State how many lines in the items below contain the word "apartment", and reply with that number alone.

=== Material shown ===

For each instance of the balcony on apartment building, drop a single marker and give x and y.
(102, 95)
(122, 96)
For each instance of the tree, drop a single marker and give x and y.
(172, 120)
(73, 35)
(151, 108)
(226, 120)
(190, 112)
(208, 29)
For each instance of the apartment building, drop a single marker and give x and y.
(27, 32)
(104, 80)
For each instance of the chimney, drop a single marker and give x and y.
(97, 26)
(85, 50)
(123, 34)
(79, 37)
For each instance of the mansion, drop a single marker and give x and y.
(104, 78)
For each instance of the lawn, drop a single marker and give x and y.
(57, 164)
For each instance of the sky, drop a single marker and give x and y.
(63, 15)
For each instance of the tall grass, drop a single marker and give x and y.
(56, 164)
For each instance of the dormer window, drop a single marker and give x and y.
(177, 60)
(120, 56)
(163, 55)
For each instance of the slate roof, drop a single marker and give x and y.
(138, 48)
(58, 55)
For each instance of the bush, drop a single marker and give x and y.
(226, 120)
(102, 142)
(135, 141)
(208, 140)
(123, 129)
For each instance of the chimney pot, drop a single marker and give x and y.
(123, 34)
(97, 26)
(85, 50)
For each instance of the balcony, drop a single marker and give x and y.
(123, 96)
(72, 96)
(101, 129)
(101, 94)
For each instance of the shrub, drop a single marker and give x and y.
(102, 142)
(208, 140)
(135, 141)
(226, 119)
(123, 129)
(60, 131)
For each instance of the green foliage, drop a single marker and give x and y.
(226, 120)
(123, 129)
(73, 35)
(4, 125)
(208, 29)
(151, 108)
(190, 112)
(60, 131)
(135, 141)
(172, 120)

===
=== Material shown ===

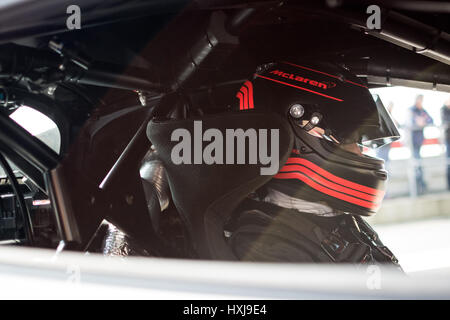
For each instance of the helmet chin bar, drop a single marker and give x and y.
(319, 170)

===
=== Material shown ===

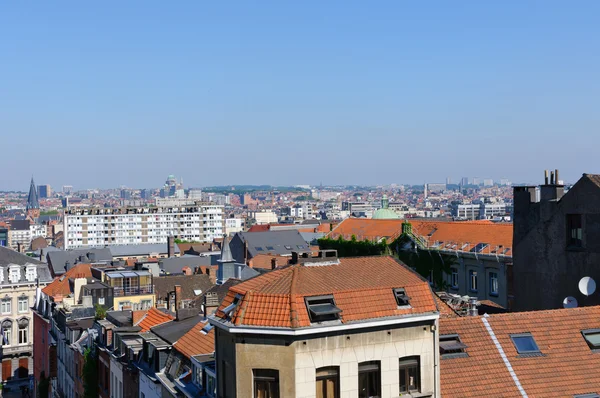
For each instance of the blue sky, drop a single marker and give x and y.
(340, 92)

===

* Answer to the problem:
2